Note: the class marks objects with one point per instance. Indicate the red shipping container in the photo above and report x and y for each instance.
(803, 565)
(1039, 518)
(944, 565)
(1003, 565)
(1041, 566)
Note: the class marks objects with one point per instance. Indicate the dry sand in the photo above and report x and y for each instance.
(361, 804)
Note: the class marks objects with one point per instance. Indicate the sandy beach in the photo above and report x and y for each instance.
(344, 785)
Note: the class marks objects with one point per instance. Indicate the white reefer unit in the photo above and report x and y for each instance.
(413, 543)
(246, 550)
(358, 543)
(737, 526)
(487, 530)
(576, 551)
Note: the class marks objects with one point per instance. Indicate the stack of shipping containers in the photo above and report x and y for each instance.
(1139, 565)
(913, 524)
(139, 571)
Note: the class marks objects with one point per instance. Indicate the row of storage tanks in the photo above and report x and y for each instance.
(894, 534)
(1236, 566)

==============================

(Exercise goal) Reproduce all of the material above word for word, line by line.

(Result of the task)
Note: the class marks objects with one point per instance. Indicate the red shipping container in the photo above and report x and y for each instance.
(803, 565)
(1039, 518)
(944, 565)
(1003, 565)
(1041, 566)
Note: the class marks objects with one point per instance. Indicate the dry sand in the photo above and report x and y for each instance.
(361, 804)
Note: the class marks objects with one point per instance. Indicate the sandy beach in the photo above and report x and y for each instance.
(344, 785)
Note: the class marks objects with one point per instance. Indicate the white reefer unit in the photo above and report x and y for each instance.
(413, 543)
(246, 550)
(358, 543)
(737, 526)
(487, 530)
(576, 551)
Note: the class marks objects with one point per instance. Indicate the stack of shipping containers in the photo above and report x and y for each instance.
(1139, 565)
(913, 524)
(139, 571)
Note: the class marks objects with one point per instance. Indicate the row of storage tanks in the photo above and report x and y for each instance.
(894, 534)
(1236, 566)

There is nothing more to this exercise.